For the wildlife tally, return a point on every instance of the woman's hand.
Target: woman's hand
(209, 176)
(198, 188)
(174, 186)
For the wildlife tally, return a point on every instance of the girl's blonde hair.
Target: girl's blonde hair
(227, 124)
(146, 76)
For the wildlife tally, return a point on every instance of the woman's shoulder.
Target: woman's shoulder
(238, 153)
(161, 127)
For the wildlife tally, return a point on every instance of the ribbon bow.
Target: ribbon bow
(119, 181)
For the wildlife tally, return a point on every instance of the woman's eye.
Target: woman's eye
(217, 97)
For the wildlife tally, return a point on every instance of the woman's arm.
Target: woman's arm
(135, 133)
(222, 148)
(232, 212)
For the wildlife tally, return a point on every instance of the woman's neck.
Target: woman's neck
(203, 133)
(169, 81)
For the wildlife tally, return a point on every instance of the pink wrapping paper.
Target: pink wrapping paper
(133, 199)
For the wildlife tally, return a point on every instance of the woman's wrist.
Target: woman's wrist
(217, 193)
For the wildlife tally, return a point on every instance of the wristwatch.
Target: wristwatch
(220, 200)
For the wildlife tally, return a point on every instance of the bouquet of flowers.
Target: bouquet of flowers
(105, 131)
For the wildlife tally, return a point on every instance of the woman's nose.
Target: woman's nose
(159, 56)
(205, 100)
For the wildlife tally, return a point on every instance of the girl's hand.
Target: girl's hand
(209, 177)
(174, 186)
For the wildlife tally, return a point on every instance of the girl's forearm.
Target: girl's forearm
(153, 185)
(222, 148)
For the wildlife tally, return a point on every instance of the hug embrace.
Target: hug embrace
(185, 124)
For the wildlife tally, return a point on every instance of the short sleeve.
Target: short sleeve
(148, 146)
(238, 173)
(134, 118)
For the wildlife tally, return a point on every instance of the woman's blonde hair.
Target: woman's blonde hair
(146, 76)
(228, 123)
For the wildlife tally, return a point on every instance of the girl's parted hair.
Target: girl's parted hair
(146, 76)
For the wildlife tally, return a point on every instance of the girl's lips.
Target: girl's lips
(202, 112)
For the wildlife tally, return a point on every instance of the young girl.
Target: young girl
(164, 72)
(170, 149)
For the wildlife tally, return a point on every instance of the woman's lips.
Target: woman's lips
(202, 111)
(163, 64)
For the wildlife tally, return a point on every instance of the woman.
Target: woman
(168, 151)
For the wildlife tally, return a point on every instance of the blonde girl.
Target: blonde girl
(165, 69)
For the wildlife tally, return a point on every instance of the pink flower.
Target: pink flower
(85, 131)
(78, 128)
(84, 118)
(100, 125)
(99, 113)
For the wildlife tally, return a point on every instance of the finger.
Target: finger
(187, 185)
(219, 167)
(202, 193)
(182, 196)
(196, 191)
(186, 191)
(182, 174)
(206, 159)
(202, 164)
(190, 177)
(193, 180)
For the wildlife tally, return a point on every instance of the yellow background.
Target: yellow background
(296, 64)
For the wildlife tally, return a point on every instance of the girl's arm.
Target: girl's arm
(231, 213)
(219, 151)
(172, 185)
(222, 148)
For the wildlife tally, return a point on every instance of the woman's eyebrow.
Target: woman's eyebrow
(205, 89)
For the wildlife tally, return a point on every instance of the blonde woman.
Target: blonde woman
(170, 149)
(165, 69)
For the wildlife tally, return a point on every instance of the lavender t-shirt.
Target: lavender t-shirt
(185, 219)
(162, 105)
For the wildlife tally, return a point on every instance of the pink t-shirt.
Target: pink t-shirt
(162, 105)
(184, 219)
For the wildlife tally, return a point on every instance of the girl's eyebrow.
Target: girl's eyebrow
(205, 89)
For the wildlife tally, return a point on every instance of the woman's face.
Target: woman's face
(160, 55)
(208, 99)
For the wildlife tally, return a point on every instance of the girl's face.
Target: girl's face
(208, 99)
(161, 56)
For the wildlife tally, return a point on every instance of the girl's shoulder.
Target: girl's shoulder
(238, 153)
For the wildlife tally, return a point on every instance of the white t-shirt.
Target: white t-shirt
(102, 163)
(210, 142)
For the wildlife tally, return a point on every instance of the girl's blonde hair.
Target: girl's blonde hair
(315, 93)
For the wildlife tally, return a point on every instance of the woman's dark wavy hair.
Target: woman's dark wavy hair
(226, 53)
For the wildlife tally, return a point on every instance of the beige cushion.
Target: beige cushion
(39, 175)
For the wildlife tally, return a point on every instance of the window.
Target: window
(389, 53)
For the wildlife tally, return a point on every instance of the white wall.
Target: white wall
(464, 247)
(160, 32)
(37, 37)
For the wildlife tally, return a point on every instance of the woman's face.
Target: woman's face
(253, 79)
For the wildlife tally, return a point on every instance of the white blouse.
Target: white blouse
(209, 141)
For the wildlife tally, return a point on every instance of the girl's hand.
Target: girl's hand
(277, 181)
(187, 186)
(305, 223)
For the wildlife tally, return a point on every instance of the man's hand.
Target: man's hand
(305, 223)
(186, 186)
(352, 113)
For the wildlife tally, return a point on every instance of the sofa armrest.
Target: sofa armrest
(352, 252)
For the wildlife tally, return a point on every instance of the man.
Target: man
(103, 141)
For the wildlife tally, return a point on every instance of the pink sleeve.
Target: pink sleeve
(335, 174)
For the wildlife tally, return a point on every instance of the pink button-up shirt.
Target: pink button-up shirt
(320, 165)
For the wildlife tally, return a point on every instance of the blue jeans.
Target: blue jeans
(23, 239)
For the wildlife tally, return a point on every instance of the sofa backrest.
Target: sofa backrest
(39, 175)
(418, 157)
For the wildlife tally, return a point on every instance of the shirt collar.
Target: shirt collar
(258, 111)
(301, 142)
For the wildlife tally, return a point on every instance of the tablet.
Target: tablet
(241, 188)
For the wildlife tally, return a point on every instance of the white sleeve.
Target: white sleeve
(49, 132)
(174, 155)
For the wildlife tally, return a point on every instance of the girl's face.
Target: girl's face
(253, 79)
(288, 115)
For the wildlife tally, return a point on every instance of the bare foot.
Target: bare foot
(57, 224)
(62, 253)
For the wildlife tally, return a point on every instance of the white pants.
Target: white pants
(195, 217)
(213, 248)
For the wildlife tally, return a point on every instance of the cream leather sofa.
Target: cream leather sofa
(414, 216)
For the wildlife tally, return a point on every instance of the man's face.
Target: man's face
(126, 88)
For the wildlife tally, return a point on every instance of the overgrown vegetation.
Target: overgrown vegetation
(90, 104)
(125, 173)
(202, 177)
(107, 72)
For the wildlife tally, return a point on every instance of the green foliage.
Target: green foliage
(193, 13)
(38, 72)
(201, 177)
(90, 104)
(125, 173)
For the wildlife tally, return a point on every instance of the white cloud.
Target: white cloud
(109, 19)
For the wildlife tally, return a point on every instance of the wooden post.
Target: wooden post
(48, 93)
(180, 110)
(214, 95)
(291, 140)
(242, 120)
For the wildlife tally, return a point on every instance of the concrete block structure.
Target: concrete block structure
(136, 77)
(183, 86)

****

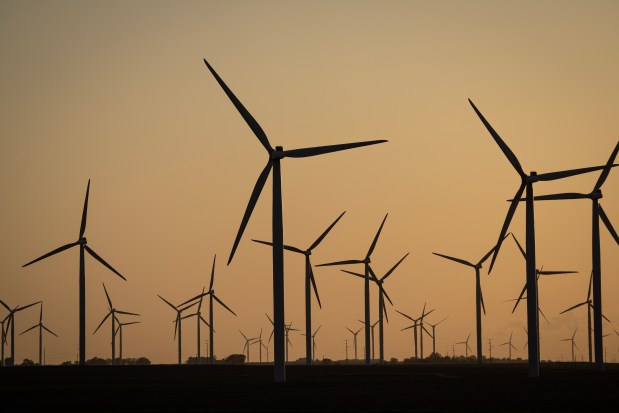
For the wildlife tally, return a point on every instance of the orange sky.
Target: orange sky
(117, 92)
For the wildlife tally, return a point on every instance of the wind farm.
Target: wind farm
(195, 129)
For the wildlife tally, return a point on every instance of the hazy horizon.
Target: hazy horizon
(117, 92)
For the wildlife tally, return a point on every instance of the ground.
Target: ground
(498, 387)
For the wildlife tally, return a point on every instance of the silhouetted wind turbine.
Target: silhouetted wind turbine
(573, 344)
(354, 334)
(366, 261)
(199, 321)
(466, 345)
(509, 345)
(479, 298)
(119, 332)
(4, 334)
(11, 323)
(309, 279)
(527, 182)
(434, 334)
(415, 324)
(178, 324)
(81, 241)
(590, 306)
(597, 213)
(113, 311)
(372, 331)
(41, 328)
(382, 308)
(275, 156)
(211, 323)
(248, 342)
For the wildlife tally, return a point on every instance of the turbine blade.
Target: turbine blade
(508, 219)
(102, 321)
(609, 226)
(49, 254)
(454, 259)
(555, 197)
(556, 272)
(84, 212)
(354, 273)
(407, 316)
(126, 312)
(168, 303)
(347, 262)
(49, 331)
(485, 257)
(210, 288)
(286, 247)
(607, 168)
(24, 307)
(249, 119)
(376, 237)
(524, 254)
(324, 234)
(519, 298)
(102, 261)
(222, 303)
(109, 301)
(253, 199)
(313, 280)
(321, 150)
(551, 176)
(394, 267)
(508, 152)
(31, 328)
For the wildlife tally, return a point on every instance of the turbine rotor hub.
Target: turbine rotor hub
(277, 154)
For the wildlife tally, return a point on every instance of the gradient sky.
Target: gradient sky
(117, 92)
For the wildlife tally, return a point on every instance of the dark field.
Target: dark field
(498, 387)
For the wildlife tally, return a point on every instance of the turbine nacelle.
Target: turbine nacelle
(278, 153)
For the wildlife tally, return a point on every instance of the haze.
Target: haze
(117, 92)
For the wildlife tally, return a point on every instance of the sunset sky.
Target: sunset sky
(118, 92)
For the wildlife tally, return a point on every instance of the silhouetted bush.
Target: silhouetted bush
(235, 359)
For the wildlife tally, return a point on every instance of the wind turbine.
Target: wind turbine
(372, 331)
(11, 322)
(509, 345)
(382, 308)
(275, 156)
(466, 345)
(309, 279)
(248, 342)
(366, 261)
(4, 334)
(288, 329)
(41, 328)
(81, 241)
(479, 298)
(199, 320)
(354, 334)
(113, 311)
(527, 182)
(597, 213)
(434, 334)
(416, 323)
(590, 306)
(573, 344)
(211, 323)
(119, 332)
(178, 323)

****

### About this task
Please transcribe only the lines in the records above running from the line that has "Target: tablet" through the line that has "cream leather sofa.", both included, exactly as they appear.

### Solution to the problem
Target: tablet
(241, 188)
For the wildlife tally, return a point on every instance of the white sleeve.
Target: white sleeve
(49, 132)
(174, 155)
For the wildlife tally, return a point on every instance of the girl's face.
Target: girl's face
(253, 79)
(288, 115)
For the wildlife tally, return a point on every instance of the bare foot.
Target: bare foot
(57, 224)
(62, 253)
For the wildlife tally, return a point on every instance of the white pants.
Target: white pants
(195, 217)
(213, 248)
For the wildlife tally, return a point on every instance of the cream leather sofa.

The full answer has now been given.